▸ **Dataset rows**
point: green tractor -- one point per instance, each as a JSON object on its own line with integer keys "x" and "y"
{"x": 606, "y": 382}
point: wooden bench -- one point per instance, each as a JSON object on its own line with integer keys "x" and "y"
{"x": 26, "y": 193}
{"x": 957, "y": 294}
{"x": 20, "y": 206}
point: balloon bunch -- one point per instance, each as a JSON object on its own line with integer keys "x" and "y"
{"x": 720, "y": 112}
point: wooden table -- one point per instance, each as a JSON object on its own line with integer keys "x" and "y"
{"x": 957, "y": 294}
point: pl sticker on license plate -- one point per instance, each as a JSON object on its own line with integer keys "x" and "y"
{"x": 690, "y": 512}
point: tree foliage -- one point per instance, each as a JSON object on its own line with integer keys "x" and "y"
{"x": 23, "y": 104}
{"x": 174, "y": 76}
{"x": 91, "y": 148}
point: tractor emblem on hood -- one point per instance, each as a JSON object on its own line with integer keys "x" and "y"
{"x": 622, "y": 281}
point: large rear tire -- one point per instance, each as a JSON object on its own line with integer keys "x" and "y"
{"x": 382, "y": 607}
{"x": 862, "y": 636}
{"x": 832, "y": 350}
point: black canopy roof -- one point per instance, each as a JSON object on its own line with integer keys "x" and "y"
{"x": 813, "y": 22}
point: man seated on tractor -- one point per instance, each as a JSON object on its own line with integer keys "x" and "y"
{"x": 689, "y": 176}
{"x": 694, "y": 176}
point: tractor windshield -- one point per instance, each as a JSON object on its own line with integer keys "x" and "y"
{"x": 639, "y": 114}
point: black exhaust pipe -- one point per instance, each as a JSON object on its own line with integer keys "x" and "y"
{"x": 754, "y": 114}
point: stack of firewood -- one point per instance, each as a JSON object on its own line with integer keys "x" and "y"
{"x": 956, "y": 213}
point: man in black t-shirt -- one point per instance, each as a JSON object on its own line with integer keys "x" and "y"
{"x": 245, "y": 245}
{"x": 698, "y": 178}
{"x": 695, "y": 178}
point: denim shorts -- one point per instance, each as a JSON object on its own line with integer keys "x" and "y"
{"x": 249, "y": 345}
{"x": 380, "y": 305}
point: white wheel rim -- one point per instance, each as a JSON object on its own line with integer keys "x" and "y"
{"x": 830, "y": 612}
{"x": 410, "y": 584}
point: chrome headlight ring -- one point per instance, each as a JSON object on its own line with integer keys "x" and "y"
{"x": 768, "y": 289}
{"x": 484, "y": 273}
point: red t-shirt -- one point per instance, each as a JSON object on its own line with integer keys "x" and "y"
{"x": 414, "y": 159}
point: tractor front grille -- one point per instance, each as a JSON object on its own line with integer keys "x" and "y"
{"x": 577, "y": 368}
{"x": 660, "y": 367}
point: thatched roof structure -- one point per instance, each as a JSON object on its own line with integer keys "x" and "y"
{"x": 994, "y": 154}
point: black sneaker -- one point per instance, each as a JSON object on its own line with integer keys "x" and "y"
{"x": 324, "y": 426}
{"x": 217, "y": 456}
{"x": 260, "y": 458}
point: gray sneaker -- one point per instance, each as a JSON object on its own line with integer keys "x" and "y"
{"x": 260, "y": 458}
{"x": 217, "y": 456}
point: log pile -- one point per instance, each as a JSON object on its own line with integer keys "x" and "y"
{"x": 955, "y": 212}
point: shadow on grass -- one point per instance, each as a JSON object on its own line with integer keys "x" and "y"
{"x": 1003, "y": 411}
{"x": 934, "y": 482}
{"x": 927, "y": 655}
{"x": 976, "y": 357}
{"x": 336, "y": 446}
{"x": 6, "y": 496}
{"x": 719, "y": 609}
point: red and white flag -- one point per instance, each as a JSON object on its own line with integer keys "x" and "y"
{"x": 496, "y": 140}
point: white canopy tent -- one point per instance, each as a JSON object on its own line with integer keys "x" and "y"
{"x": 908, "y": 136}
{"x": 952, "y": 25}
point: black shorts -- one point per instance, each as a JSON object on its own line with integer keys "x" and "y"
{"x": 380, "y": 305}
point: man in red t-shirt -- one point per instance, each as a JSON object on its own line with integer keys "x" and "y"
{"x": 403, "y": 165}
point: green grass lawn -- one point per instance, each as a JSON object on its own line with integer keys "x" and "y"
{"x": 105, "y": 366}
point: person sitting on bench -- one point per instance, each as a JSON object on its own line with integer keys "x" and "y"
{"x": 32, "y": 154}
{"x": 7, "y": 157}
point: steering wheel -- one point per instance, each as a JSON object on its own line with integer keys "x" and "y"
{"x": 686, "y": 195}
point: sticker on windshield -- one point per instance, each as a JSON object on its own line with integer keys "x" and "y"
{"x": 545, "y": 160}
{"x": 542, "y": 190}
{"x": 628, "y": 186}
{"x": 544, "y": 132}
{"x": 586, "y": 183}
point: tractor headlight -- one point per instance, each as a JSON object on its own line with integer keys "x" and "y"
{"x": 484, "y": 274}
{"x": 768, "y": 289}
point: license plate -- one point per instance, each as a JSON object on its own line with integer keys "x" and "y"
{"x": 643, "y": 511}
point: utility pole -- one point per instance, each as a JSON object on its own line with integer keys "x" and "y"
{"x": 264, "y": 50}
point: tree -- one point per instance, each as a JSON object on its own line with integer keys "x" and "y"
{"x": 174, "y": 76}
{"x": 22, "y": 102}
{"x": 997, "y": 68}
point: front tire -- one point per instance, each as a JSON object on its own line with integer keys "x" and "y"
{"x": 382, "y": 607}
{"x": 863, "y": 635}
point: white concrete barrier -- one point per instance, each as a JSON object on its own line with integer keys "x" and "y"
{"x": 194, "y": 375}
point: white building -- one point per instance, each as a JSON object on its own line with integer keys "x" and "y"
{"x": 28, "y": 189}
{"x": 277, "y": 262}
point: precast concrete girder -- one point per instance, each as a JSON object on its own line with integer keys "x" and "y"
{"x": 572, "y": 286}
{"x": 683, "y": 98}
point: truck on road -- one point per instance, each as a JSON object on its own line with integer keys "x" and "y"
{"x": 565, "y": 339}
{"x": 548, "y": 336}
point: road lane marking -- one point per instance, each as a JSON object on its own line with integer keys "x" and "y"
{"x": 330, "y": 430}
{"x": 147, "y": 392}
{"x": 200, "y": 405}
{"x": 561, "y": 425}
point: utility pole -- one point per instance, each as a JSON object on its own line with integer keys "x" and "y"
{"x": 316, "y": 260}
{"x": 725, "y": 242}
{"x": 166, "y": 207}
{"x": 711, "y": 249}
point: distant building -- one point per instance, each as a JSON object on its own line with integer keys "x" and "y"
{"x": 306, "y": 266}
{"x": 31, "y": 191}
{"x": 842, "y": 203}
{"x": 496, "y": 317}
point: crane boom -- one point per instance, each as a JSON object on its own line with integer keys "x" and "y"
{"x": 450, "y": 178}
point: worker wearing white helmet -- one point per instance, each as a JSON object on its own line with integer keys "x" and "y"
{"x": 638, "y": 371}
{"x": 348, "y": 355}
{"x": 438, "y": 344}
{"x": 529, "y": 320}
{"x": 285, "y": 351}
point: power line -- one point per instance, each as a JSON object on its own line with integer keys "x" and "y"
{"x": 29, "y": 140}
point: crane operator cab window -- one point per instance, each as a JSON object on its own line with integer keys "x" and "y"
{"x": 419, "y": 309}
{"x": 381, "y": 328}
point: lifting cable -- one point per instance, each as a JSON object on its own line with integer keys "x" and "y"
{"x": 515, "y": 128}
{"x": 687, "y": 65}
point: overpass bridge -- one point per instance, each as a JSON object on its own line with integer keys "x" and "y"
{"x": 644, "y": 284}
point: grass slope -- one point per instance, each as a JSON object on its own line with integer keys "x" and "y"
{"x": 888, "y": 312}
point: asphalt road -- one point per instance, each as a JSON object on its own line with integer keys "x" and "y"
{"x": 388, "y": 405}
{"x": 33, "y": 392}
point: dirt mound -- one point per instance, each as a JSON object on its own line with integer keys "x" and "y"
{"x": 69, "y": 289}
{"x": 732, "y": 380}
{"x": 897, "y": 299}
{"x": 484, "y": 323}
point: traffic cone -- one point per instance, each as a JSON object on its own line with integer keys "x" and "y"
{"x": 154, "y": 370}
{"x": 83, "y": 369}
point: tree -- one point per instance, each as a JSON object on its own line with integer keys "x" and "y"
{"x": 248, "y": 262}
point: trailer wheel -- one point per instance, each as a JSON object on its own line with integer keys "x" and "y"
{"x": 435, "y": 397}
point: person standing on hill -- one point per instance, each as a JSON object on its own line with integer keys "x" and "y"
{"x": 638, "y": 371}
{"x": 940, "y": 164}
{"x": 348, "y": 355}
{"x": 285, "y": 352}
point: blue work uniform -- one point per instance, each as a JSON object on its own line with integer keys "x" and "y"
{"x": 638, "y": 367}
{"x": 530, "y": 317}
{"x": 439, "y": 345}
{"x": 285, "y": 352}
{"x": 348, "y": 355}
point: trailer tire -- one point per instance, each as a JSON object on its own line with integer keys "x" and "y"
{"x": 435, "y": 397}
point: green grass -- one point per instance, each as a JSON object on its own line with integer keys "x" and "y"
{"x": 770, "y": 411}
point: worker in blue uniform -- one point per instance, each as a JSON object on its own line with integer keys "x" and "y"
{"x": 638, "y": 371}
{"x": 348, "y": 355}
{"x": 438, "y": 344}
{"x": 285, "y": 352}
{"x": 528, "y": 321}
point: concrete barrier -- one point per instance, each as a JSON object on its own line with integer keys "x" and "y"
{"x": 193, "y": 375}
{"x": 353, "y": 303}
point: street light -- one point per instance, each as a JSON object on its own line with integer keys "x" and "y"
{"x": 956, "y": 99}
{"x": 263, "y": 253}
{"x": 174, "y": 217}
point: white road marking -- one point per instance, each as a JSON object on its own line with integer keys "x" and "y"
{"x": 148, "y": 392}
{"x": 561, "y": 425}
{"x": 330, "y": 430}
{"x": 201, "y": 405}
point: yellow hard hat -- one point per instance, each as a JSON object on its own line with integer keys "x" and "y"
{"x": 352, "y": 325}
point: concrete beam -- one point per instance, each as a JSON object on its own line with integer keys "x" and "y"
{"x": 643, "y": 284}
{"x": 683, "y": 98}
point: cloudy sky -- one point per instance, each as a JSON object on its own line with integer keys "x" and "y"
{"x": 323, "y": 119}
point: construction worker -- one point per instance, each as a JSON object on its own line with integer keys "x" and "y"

▸ **Exercise**
Only the lines from the one containing "point: trailer tire" through the end of the entries above belong in the answer; repeat them exactly.

▸ **The output**
point: trailer tire -- one point per instance, each as a JSON object on its own line with integer keys "x" and "y"
{"x": 435, "y": 397}
point: green grass -- one point per instance, each as a JSON object on its own line with integer keys "x" and "y"
{"x": 770, "y": 411}
point: worker in blue uniform -- one point per instance, each as a JSON object on its own line with integer keys "x" and "y"
{"x": 638, "y": 371}
{"x": 348, "y": 355}
{"x": 438, "y": 344}
{"x": 285, "y": 352}
{"x": 528, "y": 321}
point: concrete barrier -- one point per instance, each as a JSON object on its own line with integer keys "x" and "y"
{"x": 193, "y": 375}
{"x": 353, "y": 303}
point: street light -- one point per instance, each as a JSON object on its own line with integer keys "x" and "y"
{"x": 956, "y": 99}
{"x": 263, "y": 253}
{"x": 174, "y": 217}
point: white road marking -- one point per instance, each as a JSON object on its own line with integer keys "x" and "y"
{"x": 148, "y": 392}
{"x": 561, "y": 425}
{"x": 330, "y": 430}
{"x": 201, "y": 405}
point: yellow hard hat -- one point per instance, each as a JSON object on its own line with integer keys "x" and "y"
{"x": 352, "y": 325}
point: concrete beam -- one point per instance, each as a JSON object on its own line with integer keys "x" and "y"
{"x": 643, "y": 284}
{"x": 683, "y": 98}
point: cloudy sky -- one point per instance, each as a JSON object on its own line with integer keys "x" and "y"
{"x": 323, "y": 119}
point: construction worker -- one point per instance, each as a JSON object on its own line with integer keys "x" and "y"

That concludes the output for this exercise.